▶ **Text excerpt**:
2020 Poultry Processor Workshop takes food safety and meat quality focus

The 2020 Poultry Processor Workshop went virtual this year, but still showcased industry advancements in safety and meat quality.
calendar icon 26 October 2020
clock icon 4 minute read

Keeping with the commitment to offering educational opportunities to the poultry industry despite abnormal circumstances, US Poultry recently held its 2020 Poultry Processor Workshop in a shortened, virtual format.

Dr Marcos Sánchez-Plata, associate professor of global food security at Texas Tech University, provided a comparison of chemical versus non-chemical interventions for Campylobacter in processing plants. He discussed the importance of addressing these issues in processing for the benefit of general public health.

“Why do we need to do this?” Sánchez-Plata questioned listeners. “Because of consumer issues related to food handling and food safety. Food safety education has come a long way, but consumers still have misconceptions when it comes to things as simple as washing poultry. Reducing the number of infections caused by Campylobacter species transmitted through food is one of the main objectives for the health sector in the next 10 years. Being a part of the solution by implementing effective intervention systems allows us to be part of building a healthier population, as well as helping us meet the poultry performance standards set by the US Department of Agriculture Food Safety and Inspection Service (USDA-FSIS),” he stated.

Dr Dianna Bourassa, assistant professor and extension specialist of poultry science at Auburn University, focused on optimising meat quality. She described the various components that affect meat quality and how to avoid them during processing. Throughout the presentation, she also fostered a discussion on industry continuity that had arisen during Dr Sanchez-Plata’s presentation.

“I appreciate how Dr. Sánchez-Plata pointed out that the farm and the processing plants are not separate when it comes to meat quality and safety. The processes on the farm make just as much difference as the processes at the plant, as decisions in handling at either stage will have an impact. Meat quality is affected at every single step throughout production and processing,” Bourassa commented.

Juanfra DeVillena, director of quality assurance and food safety at Wayne Farms LLC, gave a presentation on the “Effects of Line Speed Waivers During a Pandemic.” He provided a brief industry history of recent changes in line speed allowances and discussed the importance of food safety and employee safety.

“Food safety, employee safety and animal welfare are all equally important. In order to take advantage of the ability to raise line speed, statistical validation should be used to show everything is under control. You must pay attention to every detail, because increasing line speed is not as simple as an on/off switch,” emphasized DeVillena.

Commenting on the speakers that participated in the program, Rafael Rivera, manager of food safety and production programmes for US Poultry, remarked, “In the spirit of our mission at US Poultry to provide scientific and technical services and education to our members, we are pleased to provide these examples of industry leaders to you today. The opportunity to learn from their experience serves to further the education and success of the industry as a whole.”

▶ **Material shown**:
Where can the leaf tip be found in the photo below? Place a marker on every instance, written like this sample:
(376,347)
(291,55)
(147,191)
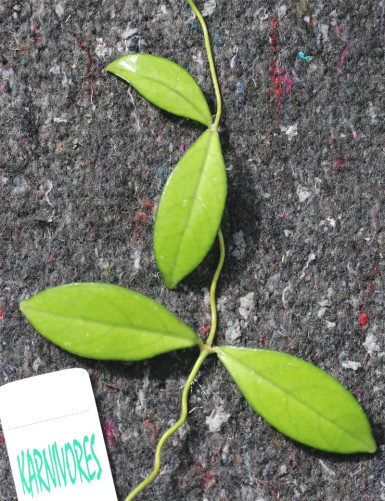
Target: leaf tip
(371,445)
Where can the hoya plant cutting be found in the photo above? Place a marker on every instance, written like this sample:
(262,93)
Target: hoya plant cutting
(109,322)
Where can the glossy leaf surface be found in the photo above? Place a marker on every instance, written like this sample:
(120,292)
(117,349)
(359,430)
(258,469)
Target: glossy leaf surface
(190,209)
(106,322)
(300,400)
(165,84)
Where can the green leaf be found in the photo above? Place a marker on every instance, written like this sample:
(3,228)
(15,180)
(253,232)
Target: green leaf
(300,400)
(165,84)
(106,322)
(190,209)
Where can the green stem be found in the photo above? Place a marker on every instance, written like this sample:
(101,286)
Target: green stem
(213,287)
(204,353)
(211,63)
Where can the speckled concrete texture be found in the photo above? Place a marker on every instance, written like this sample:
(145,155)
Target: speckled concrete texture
(82,164)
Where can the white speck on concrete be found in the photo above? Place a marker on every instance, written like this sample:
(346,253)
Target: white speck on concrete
(233,332)
(101,50)
(370,344)
(209,7)
(349,364)
(59,10)
(239,245)
(302,193)
(290,131)
(247,305)
(217,418)
(128,32)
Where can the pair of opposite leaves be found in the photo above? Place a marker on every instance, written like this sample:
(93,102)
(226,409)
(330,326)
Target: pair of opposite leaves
(192,202)
(112,323)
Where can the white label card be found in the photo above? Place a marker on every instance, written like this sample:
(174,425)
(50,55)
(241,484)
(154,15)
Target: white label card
(54,438)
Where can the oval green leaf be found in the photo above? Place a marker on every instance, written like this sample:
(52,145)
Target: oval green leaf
(190,209)
(300,400)
(165,84)
(106,322)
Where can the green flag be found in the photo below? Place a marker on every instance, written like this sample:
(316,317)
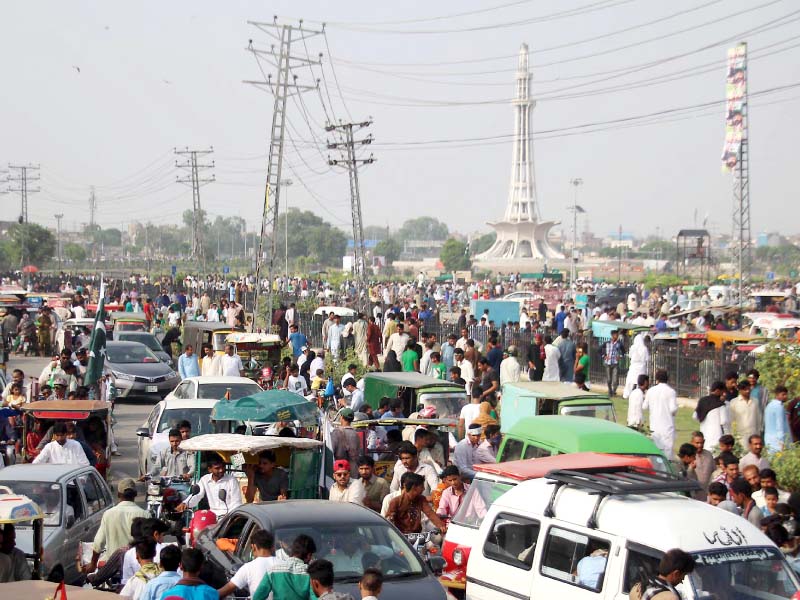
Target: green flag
(97,347)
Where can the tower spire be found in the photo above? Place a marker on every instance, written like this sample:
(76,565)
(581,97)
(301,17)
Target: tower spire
(522,234)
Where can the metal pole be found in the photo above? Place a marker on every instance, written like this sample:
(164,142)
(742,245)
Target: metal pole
(287,183)
(58,238)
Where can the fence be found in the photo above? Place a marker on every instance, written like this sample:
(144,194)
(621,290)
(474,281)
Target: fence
(691,369)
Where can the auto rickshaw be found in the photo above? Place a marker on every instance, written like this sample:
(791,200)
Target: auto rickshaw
(199,333)
(258,351)
(386,457)
(415,388)
(20,510)
(92,419)
(300,457)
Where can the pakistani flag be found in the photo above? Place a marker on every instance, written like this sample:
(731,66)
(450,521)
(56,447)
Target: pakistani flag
(97,346)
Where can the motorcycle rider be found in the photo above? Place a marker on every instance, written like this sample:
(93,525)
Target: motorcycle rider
(172,461)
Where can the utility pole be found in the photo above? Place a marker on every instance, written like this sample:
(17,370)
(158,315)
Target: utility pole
(287,183)
(58,238)
(282,60)
(195,181)
(577,181)
(92,207)
(349,160)
(22,178)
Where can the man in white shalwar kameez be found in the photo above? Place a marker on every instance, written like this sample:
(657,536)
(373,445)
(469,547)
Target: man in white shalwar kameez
(639,356)
(662,402)
(551,356)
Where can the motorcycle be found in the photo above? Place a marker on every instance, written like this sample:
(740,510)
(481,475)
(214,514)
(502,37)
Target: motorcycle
(164,495)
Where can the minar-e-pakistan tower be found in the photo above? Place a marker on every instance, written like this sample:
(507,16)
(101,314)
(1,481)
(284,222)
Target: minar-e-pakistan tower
(521,234)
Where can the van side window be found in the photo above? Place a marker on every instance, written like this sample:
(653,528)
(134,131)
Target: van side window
(512,540)
(512,450)
(532,451)
(575,558)
(640,567)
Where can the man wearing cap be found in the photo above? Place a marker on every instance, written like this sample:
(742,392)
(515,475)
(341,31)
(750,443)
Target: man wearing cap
(464,453)
(211,484)
(343,489)
(345,441)
(62,451)
(115,526)
(510,369)
(297,340)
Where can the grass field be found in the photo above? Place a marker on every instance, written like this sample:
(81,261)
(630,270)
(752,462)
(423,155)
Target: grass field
(684,424)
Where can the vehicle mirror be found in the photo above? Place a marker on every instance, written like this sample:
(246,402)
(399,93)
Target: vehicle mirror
(437,564)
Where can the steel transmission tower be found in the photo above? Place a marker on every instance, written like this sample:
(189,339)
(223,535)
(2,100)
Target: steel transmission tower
(281,59)
(22,178)
(349,160)
(194,179)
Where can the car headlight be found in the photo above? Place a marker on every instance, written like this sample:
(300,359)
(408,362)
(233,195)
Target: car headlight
(458,557)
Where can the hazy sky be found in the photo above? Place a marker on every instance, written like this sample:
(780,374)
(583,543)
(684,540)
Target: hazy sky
(155,75)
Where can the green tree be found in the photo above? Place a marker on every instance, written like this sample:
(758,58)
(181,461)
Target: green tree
(454,255)
(483,243)
(423,228)
(74,252)
(389,248)
(39,244)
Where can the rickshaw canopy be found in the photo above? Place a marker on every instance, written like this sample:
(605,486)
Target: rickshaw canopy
(73,410)
(15,508)
(269,406)
(232,443)
(241,338)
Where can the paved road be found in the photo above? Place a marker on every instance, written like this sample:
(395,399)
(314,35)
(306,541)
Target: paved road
(129,414)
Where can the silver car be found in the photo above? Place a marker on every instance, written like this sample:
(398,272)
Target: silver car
(137,371)
(73,500)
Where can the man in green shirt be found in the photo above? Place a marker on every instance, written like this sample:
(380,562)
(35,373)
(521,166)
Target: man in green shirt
(438,368)
(288,579)
(410,359)
(115,526)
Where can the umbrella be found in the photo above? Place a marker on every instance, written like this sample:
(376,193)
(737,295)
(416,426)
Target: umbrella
(269,406)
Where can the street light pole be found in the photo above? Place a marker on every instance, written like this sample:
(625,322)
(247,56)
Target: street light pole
(577,181)
(58,238)
(286,183)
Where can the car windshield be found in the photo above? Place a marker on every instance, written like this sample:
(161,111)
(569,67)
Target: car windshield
(148,340)
(200,418)
(480,496)
(448,406)
(603,411)
(216,391)
(742,573)
(45,493)
(130,354)
(355,547)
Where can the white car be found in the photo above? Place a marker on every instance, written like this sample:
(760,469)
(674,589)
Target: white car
(191,400)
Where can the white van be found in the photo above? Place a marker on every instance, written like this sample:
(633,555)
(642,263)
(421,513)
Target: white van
(575,535)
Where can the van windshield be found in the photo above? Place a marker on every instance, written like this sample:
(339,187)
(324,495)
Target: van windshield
(448,406)
(601,411)
(479,497)
(743,573)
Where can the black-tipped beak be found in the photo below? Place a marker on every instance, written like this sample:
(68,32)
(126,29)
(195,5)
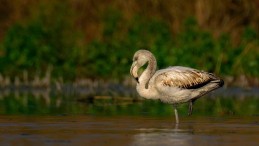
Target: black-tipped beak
(137,79)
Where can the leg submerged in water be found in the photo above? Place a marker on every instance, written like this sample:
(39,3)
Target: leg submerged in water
(176,115)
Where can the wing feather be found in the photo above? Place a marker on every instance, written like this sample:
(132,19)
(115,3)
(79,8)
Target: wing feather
(183,77)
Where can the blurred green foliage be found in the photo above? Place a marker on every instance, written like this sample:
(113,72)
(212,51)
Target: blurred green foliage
(50,38)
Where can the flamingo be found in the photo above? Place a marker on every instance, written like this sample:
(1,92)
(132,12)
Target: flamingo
(173,85)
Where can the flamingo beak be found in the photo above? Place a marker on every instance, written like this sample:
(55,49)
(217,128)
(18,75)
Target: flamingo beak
(134,71)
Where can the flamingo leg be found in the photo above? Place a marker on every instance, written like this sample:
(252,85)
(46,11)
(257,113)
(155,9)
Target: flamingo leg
(176,115)
(190,108)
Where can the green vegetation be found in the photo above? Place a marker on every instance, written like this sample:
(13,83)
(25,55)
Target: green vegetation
(51,37)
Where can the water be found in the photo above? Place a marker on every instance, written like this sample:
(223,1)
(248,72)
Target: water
(127,130)
(44,118)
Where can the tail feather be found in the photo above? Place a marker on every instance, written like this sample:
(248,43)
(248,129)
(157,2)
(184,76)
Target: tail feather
(219,81)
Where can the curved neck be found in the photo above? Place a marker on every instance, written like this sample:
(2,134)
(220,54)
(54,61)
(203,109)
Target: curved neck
(143,87)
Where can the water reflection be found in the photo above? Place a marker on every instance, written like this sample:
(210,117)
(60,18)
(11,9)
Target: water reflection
(165,137)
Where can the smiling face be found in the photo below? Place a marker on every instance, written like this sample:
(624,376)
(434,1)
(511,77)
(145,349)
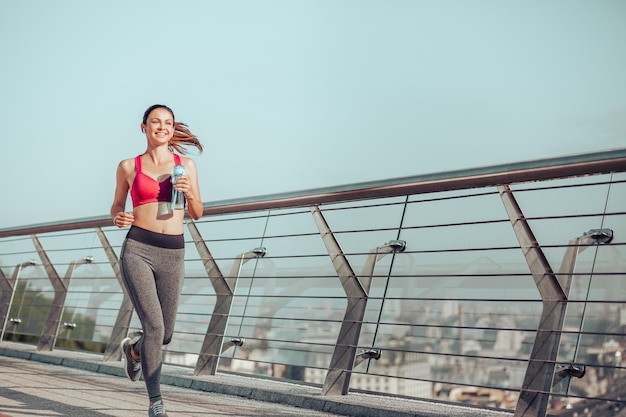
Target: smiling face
(159,126)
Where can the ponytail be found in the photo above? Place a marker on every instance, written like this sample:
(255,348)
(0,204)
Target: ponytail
(183,138)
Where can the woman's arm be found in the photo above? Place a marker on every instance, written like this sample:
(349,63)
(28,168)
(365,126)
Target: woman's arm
(121,218)
(189,185)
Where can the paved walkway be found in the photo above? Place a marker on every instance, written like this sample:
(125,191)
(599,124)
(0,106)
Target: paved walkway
(68,384)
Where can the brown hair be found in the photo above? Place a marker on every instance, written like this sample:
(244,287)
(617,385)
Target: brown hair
(182,137)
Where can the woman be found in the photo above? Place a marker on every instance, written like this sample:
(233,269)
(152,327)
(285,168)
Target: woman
(152,256)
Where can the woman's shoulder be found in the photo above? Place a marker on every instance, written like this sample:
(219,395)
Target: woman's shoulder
(127,164)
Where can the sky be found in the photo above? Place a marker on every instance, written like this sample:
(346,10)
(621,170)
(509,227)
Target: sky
(295,95)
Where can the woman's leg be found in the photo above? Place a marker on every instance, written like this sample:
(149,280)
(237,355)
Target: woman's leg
(153,278)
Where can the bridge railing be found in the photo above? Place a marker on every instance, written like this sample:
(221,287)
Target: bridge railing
(501,286)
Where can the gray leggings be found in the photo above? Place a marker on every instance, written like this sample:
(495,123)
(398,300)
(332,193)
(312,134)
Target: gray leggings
(153,276)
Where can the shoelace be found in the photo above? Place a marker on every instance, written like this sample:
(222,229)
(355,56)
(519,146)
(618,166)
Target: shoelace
(157,408)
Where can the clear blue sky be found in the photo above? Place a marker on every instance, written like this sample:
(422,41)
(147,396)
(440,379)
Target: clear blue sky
(291,95)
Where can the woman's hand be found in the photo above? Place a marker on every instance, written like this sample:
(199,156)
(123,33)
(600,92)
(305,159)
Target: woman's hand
(183,184)
(123,219)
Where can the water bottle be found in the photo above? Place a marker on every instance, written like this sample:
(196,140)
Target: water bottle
(178,197)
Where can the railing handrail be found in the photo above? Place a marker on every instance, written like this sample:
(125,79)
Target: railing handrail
(596,163)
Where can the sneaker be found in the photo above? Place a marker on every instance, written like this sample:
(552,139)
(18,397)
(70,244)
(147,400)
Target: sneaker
(157,409)
(133,367)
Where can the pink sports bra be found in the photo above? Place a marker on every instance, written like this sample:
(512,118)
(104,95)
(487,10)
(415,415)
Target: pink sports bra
(146,189)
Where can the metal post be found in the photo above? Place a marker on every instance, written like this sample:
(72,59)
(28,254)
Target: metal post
(8,292)
(213,343)
(50,331)
(113,351)
(342,363)
(554,291)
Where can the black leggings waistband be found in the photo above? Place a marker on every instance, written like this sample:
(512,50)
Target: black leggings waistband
(159,240)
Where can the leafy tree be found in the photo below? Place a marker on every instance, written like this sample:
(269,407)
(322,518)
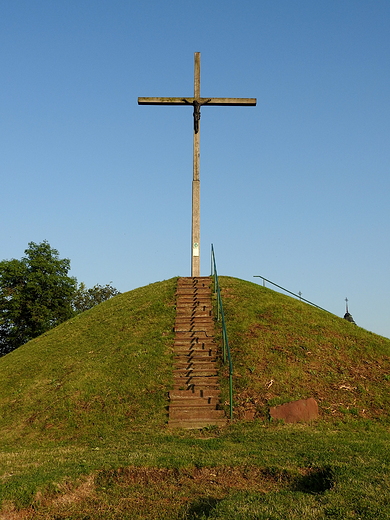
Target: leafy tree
(36,294)
(85,299)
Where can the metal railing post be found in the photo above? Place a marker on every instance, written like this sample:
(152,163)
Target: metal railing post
(225,343)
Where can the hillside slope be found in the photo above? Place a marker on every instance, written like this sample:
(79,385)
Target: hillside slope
(108,371)
(105,371)
(285,349)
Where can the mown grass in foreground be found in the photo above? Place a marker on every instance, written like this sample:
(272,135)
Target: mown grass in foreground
(247,471)
(83,417)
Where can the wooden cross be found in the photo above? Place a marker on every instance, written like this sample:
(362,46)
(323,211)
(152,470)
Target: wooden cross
(196,102)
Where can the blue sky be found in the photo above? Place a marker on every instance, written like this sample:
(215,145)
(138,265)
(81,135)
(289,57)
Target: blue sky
(295,189)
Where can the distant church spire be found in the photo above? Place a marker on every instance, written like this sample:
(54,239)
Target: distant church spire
(348,316)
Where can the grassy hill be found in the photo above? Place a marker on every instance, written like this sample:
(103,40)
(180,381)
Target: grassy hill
(107,370)
(284,349)
(83,417)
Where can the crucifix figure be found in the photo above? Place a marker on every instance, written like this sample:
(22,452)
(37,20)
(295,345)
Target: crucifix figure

▶ **Exercise requirements**:
Answer these questions from the poultry workshop article.
1. At which university is Dianna Bourassa an assistant professor?
2. Which company does Juanfra DeVillena work for?
3. For which bacterium did Marcos Sánchez-Plata compare chemical and non-chemical interventions?

▶ **The answer**:
1. Auburn University
2. Wayne Farms LLC
3. Campylobacter